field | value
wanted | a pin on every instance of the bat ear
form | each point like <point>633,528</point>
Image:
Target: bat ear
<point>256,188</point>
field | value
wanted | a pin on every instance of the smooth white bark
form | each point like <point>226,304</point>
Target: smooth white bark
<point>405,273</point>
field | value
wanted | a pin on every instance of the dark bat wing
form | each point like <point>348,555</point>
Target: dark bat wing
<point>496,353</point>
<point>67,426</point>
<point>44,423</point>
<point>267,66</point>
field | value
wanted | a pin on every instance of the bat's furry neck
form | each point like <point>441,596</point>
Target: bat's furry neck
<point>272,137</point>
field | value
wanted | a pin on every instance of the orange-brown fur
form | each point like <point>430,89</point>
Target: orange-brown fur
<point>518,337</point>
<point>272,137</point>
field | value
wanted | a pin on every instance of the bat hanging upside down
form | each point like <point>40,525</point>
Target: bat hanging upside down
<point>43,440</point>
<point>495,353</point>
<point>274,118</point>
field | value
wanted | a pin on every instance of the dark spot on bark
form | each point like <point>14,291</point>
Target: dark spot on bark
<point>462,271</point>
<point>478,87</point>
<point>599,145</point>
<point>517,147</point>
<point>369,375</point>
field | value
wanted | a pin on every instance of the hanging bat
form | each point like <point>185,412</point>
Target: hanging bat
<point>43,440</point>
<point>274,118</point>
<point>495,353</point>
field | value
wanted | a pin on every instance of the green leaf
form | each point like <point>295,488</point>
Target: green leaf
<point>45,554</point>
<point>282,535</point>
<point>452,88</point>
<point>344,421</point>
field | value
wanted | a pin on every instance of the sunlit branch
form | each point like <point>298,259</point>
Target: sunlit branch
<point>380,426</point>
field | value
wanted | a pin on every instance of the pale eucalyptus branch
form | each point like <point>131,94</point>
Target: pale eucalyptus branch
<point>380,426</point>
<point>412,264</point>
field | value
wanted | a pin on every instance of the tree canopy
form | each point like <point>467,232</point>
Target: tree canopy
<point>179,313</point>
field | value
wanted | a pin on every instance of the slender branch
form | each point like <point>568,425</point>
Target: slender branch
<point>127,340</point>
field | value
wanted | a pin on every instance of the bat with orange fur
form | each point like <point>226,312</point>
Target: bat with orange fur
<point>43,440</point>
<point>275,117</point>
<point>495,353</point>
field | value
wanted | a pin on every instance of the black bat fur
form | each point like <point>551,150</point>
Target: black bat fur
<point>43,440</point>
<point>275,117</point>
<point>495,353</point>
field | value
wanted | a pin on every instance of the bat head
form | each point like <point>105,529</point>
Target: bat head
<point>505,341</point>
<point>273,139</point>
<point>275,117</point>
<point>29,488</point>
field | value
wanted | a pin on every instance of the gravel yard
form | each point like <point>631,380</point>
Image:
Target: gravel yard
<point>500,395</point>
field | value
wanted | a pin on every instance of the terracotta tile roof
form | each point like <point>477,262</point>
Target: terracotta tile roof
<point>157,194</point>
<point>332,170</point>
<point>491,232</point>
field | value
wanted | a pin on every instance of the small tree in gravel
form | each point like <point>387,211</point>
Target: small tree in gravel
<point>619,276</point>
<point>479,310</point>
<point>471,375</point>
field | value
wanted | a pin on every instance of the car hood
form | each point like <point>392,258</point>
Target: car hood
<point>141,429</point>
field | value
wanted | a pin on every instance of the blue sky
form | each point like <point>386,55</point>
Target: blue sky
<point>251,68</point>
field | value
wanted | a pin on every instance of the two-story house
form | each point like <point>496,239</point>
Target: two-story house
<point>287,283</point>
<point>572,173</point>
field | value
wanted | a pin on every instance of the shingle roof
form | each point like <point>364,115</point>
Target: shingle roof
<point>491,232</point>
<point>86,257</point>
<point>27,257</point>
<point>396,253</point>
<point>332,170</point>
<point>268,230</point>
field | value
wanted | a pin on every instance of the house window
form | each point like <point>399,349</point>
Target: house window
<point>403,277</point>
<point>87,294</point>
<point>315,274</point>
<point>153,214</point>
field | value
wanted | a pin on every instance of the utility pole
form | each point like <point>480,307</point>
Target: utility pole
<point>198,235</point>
============
Your assignment » Line by line, transcribe the data exactly.

Completed exercise »
field | value
wanted | a pin on every instance of the bat ear
form | each point like <point>633,528</point>
Image:
Target: bat ear
<point>256,188</point>
field | value
wanted | a pin on every instance of the smooth white bark
form | each point like <point>226,304</point>
Target: smooth white bark
<point>405,273</point>
field | value
wanted | a pin on every instance of the dark bat wing
form | each point like <point>348,555</point>
Target: dark bat wing
<point>496,353</point>
<point>67,426</point>
<point>44,423</point>
<point>267,66</point>
field | value
wanted | a pin on every instance of the bat's furry neck
form | each point like <point>441,596</point>
Target: bat's furry neck
<point>272,137</point>
field | value
wanted | a pin on every instance of the orange-brown fur
form | each point like <point>430,89</point>
Target: orange-brown fur
<point>518,337</point>
<point>272,137</point>
field | value
wanted | a pin on every instance of the bat hanging upside down
form | each point like <point>40,525</point>
Target: bat hanging upside down
<point>43,440</point>
<point>495,353</point>
<point>274,118</point>
field | value
wanted | a pin on every instance of the dark spot on bark
form | each point like <point>14,291</point>
Target: dark spot on bark
<point>462,271</point>
<point>478,87</point>
<point>599,145</point>
<point>517,147</point>
<point>369,375</point>
field | value
wanted | a pin on every instance of the hanging bat
form | each point like <point>185,412</point>
Target: hanging bat
<point>43,440</point>
<point>274,118</point>
<point>495,353</point>
field | value
wanted | a pin on every instance of the green leaf
form | each point like <point>295,488</point>
Target: green leaf
<point>45,554</point>
<point>282,535</point>
<point>452,88</point>
<point>344,421</point>
field | value
wanted | a pin on every instance of the sunlit branch
form | each point like <point>298,259</point>
Target: sunlit branch
<point>380,426</point>
field | value
wanted | a pin on every instance of the pale eucalyptus branch
form | each point like <point>131,94</point>
Target: pale eucalyptus branch
<point>380,426</point>
<point>412,264</point>
field | value
wanted | a pin on every instance of the tree canopy
form | each point like <point>467,232</point>
Target: tree canopy
<point>179,313</point>
field | value
wanted | a pin on every instance of the slender branch
form | each point like <point>568,425</point>
Target: slender branch
<point>127,340</point>
field | value
wanted | a pin on every instance of the bat with orange fur
form | each point like <point>226,312</point>
Target: bat with orange fur
<point>43,440</point>
<point>275,117</point>
<point>495,353</point>
field | value
wanted | a pin on every instance of the black bat fur
form | each point like <point>551,150</point>
Target: black bat fur
<point>43,440</point>
<point>275,117</point>
<point>495,353</point>
field | value
wanted | a pin on every instance of the bat head
form | each point like <point>105,529</point>
Target: bat head
<point>505,341</point>
<point>273,139</point>
<point>275,117</point>
<point>29,488</point>
field | value
wanted | a pin on every instance of the gravel yard
form | each point like <point>631,380</point>
Image:
Target: gravel yard
<point>500,395</point>
field | value
wanted | a pin on every instance of the terracotta tile roof
form | each point like <point>477,262</point>
Target: terracotta tile roof
<point>157,194</point>
<point>332,170</point>
<point>491,232</point>
field | value
wanted | a pin on every instance of the small tree in gravel
form | each point like <point>387,211</point>
Target: small tree in gravel
<point>619,276</point>
<point>479,310</point>
<point>471,375</point>
field | value
wanted | a pin on every instance of the car hood
form | each point like <point>392,258</point>
Target: car hood
<point>141,429</point>
field | value
wanted | a pin on every instance of the blue sky
form | each point like <point>386,55</point>
Target: blue sky
<point>251,68</point>
field | value
wanted | a pin on every instance of the two-story house
form | each point like <point>496,239</point>
Target: two-story house
<point>287,283</point>
<point>572,173</point>
field | value
wanted | a pin on every instance of the shingle roof
form | each point like <point>364,115</point>
Target: shingle roof
<point>491,232</point>
<point>86,257</point>
<point>27,257</point>
<point>396,253</point>
<point>332,170</point>
<point>268,230</point>
field | value
wanted | a pin on every instance of the house window
form | each point like <point>399,349</point>
Target: house window
<point>403,277</point>
<point>87,294</point>
<point>315,274</point>
<point>153,214</point>
field | value
wanted | a pin on every instance of the utility pole
form | each point like <point>480,307</point>
Target: utility pole
<point>198,235</point>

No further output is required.